## Set task:
Could you write out every entry exactly as it stands?

## Data section:
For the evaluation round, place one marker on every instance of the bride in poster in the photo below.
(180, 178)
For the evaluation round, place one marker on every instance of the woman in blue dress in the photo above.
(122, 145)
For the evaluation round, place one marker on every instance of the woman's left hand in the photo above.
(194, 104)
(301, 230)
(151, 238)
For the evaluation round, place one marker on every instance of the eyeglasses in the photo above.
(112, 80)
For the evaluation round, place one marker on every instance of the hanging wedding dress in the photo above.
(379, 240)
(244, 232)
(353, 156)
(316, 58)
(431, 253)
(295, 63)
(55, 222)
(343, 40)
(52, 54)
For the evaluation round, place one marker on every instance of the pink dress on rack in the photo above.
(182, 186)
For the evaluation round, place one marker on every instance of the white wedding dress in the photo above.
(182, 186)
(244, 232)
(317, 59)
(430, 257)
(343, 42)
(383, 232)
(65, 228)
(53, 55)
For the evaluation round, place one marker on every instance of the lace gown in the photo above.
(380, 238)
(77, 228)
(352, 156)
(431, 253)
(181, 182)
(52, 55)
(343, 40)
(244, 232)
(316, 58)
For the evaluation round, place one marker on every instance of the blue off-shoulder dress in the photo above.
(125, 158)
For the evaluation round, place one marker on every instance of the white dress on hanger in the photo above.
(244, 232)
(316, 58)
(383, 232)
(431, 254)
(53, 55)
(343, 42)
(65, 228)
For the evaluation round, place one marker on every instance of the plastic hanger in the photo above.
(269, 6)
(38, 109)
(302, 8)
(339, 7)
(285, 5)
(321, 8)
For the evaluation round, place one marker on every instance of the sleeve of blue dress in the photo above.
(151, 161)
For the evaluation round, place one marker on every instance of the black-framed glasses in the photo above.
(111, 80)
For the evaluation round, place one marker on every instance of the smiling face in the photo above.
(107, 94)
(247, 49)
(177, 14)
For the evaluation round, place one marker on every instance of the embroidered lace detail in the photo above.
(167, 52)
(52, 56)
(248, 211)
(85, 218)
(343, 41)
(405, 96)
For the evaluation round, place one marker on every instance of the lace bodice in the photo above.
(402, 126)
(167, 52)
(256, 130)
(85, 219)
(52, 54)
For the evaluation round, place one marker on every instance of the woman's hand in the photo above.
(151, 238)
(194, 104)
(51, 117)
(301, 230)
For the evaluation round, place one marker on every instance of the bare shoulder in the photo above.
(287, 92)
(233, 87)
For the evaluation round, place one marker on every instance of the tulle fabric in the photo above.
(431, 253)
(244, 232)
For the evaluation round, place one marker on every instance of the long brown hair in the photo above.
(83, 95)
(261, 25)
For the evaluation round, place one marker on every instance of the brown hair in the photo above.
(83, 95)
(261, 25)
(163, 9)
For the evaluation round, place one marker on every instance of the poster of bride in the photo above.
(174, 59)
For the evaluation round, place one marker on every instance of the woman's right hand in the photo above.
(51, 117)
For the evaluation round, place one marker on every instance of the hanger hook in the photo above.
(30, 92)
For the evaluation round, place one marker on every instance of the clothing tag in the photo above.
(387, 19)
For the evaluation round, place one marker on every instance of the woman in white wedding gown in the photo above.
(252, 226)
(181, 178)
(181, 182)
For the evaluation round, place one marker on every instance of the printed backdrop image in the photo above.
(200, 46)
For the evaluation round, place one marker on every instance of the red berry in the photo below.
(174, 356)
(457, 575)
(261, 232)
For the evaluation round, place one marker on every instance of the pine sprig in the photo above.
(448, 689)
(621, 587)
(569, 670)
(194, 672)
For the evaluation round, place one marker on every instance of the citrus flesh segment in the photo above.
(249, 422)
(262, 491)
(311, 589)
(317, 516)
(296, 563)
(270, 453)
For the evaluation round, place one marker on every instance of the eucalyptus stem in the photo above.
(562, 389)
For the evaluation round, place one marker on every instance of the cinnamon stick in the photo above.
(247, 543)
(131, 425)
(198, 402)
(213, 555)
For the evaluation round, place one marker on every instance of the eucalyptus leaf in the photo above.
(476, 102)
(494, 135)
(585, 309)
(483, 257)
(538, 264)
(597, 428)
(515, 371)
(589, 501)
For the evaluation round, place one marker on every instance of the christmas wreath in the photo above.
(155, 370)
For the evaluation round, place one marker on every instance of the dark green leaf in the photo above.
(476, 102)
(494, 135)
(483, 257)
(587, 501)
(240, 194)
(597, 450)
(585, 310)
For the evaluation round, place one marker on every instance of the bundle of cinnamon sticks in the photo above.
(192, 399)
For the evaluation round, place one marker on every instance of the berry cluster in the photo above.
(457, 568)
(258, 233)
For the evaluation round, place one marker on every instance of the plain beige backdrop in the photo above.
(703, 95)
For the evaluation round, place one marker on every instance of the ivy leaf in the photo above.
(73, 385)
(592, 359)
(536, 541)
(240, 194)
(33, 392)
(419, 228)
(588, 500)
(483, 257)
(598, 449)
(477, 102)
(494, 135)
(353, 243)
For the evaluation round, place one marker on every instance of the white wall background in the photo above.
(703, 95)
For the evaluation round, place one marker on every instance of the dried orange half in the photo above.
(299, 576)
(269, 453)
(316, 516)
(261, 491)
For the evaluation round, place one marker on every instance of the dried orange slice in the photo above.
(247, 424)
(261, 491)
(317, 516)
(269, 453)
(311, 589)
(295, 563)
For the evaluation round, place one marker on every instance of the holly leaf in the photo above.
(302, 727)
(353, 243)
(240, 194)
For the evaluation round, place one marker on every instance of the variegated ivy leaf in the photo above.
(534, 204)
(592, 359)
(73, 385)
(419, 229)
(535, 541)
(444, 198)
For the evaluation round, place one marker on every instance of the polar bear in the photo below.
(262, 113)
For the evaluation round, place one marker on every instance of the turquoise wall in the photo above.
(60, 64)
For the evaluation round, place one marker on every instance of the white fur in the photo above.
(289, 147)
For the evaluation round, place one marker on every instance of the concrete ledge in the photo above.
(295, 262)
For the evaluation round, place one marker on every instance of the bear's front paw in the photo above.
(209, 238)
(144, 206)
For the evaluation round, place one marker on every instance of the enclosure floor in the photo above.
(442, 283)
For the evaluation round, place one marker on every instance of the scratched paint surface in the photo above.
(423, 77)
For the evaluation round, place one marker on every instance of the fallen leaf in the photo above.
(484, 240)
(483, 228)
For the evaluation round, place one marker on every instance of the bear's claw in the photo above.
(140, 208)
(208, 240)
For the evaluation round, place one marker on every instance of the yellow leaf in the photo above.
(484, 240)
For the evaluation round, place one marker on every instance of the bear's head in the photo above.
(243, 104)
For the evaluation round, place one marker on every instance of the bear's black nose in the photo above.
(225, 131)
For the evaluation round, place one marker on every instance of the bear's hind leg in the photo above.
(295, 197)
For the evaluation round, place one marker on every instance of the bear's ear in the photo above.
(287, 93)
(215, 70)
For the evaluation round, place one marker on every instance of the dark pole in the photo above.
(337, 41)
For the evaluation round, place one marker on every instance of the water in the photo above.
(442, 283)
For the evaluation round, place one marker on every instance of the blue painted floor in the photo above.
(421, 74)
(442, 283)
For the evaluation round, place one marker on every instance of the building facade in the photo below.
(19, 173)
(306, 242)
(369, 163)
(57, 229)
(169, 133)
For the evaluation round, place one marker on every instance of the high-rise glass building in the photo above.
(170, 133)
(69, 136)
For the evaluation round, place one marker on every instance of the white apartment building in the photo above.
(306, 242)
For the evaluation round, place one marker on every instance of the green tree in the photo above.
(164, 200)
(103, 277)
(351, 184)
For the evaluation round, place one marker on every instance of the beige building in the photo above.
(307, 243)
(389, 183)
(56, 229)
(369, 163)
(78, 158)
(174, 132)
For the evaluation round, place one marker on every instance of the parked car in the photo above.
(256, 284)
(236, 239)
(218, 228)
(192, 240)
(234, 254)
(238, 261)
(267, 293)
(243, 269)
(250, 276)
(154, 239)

## Exercise response:
For the evaluation round, place one marker on every instance of the bride in poster in the photo below.
(180, 178)
For the evaluation round, place one marker on every instance of the woman in blue dress in the photo above.
(122, 145)
For the evaluation round, place one marker on every instance of the woman's left hand in the photo above.
(194, 104)
(301, 230)
(151, 238)
For the evaluation round, place one marker on every instance of the eyeglasses in the photo above.
(112, 80)
For the evaluation round, place one marker on every instance of the hanging wedding dress in the photo above.
(379, 240)
(244, 232)
(353, 156)
(316, 58)
(431, 253)
(295, 63)
(55, 222)
(343, 40)
(52, 54)
For the evaluation round, place one marker on every instance of the pink dress on rack in the photo above.
(182, 186)
For the evaluation round, place one marker on every instance of the white wedding dress in the photo above.
(182, 186)
(244, 232)
(317, 59)
(430, 257)
(343, 42)
(383, 232)
(65, 228)
(53, 55)
For the evaluation round, place one marker on every instance of the lace gown in the photo above.
(380, 238)
(77, 228)
(352, 156)
(431, 253)
(181, 182)
(52, 55)
(343, 40)
(244, 232)
(316, 58)
For the evaluation round, place one marker on every instance of the blue off-shoulder dress in the photo above.
(125, 158)
For the evaluation round, place one marker on every instance of the white dress on hanger in the photo above.
(244, 232)
(316, 58)
(383, 232)
(431, 254)
(53, 55)
(343, 42)
(65, 228)
For the evaluation round, place one marker on every instance of the plastic hanger in the photo above.
(269, 6)
(38, 109)
(302, 8)
(339, 7)
(285, 5)
(321, 8)
For the evaluation round, place one marker on every instance of the sleeve of blue dress in the photo above.
(151, 161)
For the evaluation round, place one marker on every instance of the black-framed glasses in the photo above.
(111, 80)
For the evaluation round, place one marker on every instance of the smiling face in the photo above.
(107, 94)
(247, 49)
(177, 14)
For the evaluation round, place one marker on every instance of the embroidered lace detail in the photo above.
(167, 52)
(52, 56)
(248, 211)
(85, 218)
(343, 41)
(405, 96)
For the evaluation round, place one marker on every instance of the lace bodice in the photo above.
(402, 126)
(167, 52)
(256, 130)
(85, 219)
(52, 54)
For the evaluation round, place one marker on every instance of the woman's hand in the photo above.
(151, 238)
(194, 104)
(51, 117)
(301, 230)
For the evaluation round, place one marker on every instance of the bare shoulder in the photo above.
(287, 92)
(233, 87)
For the evaluation round, place one marker on every instance of the tulle fabric in the photo above.
(431, 253)
(244, 232)
For the evaluation round, place one marker on every instance of the long brown hair in the photo above.
(83, 95)
(261, 25)
For the evaluation round, place one marker on every instance of the brown hair in the photo above.
(83, 95)
(261, 25)
(163, 9)
For the evaluation round, place one marker on every instance of the poster of bride in the photo above.
(174, 59)
For the evaluation round, place one marker on every instance of the woman's right hand in the photo above.
(51, 117)
For the evaluation round, place one marker on every instance of the hanger hook in the photo above.
(30, 92)
For the evaluation round, place one marker on every instance of the clothing tag in the photo above.
(387, 19)
For the evaluation round, place one marker on every instance of the woman in white wedding gown in the photo above.
(252, 226)
(181, 178)
(181, 182)
For the evaluation round, place one marker on every instance of the printed backdrop image in the photo above.
(200, 46)
For the evaluation round, place one marker on every instance of the red berry in the photo below.
(174, 356)
(457, 575)
(261, 232)
For the evaluation round, place one marker on every instance of the pine sprig in the photo above.
(448, 689)
(621, 587)
(569, 670)
(194, 672)
For the evaluation round, place one marker on every instance of the citrus flesh segment in the photo above.
(249, 422)
(262, 491)
(311, 589)
(317, 516)
(296, 563)
(270, 453)
For the evaluation round, place one marker on every instance of the eucalyptus stem in the photo above.
(562, 389)
For the evaluation round, place one marker on every instance of the cinnamon stick in the photo above.
(247, 543)
(131, 425)
(198, 402)
(213, 555)
For the evaluation round, place one marker on every instance of the eucalyptus leaf in the photo above.
(476, 102)
(494, 135)
(585, 309)
(483, 257)
(538, 264)
(597, 428)
(515, 371)
(589, 501)
For the evaluation round, place one marker on every instance of the christmas wreath in the photo above.
(155, 370)
For the evaluation round, place one marker on every instance of the dark green leaf in the photo above.
(476, 102)
(494, 135)
(483, 257)
(587, 501)
(240, 194)
(597, 450)
(585, 310)
For the evaluation round, place one marker on every instance of the bundle of cinnamon sticks in the photo above.
(192, 399)
For the evaluation round, place one marker on every instance of the berry cluster in the photo above.
(457, 568)
(258, 233)
For the evaluation round, place one marker on every instance of the plain beige backdrop in the photo above.
(703, 95)
For the evaluation round, place one marker on every instance of the ivy leaf in the photo above.
(73, 385)
(592, 359)
(536, 541)
(240, 194)
(33, 392)
(419, 228)
(588, 500)
(483, 257)
(598, 449)
(477, 102)
(494, 135)
(353, 243)
For the evaluation round, place one marker on every instance of the white wall background in the photo above.
(703, 95)
For the evaluation round, place one marker on every instance of the dried orange half in the photo above.
(299, 576)
(269, 453)
(316, 516)
(261, 491)
For the evaluation round, place one marker on every instance of the dried orange slice in the photo above.
(247, 424)
(261, 491)
(317, 516)
(269, 453)
(311, 589)
(295, 563)
For the evaluation round, place one marker on every instance of the holly leaf in the photo above.
(302, 727)
(353, 243)
(240, 194)
For the evaluation round, place one marker on every instance of the variegated ivy leaf in the photo above.
(534, 204)
(592, 359)
(73, 385)
(419, 229)
(535, 541)
(444, 198)
For the evaluation round, place one marker on every instance of the polar bear in the photo below.
(262, 113)
For the evaluation round, place one marker on every instance of the turquoise wall in the photo above.
(60, 64)
For the evaluation round, place one marker on every instance of the white fur in the photo above.
(289, 147)
For the evaluation round, place one marker on every instance of the concrete ledge in the photo above.
(295, 262)
For the evaluation round, place one marker on every instance of the bear's front paw in the photo above.
(209, 238)
(144, 206)
For the evaluation round, place one marker on every instance of the enclosure floor in the photo above.
(442, 283)
For the evaluation round, place one marker on every instance of the scratched paint surface in the photo above.
(423, 77)
For the evaluation round, place one marker on every instance of the fallen leaf in the photo above.
(484, 240)
(483, 228)
For the evaluation round, place one marker on every instance of the bear's claw in the photo above.
(140, 208)
(208, 240)
For the evaluation round, place one marker on every instance of the yellow leaf in the photo above.
(484, 240)
For the evaluation round, place one marker on every instance of the bear's head in the photo above.
(243, 104)
For the evaluation round, place one marker on every instance of the bear's black nose in the photo above.
(225, 131)
For the evaluation round, place one marker on every instance of the bear's hind leg in the photo above.
(295, 197)
For the evaluation round, place one marker on every instance of the bear's ear in the photo above.
(287, 93)
(215, 70)
For the evaluation round, place one marker on every instance of the dark pole in the photo above.
(337, 41)
For the evaluation round, place one marker on every instance of the water in the photo above.
(442, 283)
For the evaluation round, place one marker on every instance of the blue painted floor in the photo above.
(421, 74)
(442, 283)
For the evaluation round, place one marker on every instance of the building facade in the photo below.
(19, 173)
(306, 242)
(369, 163)
(57, 229)
(169, 133)
For the evaluation round, place one marker on every instance of the high-rise glass building in the photo above.
(170, 133)
(69, 136)
For the evaluation round, place one marker on every instance of the white apartment building in the photo above.
(306, 242)
For the evaluation round, place one marker on every instance of the green tree in the photo above.
(164, 200)
(103, 277)
(351, 184)
For the evaluation round, place one marker on every instance of the beige building in the photo above.
(307, 243)
(389, 183)
(56, 229)
(369, 163)
(78, 158)
(174, 132)
For the evaluation round, place one marker on every instance of the parked car in the photo above.
(256, 284)
(236, 239)
(218, 228)
(192, 240)
(234, 254)
(238, 261)
(267, 293)
(243, 269)
(250, 276)
(154, 239)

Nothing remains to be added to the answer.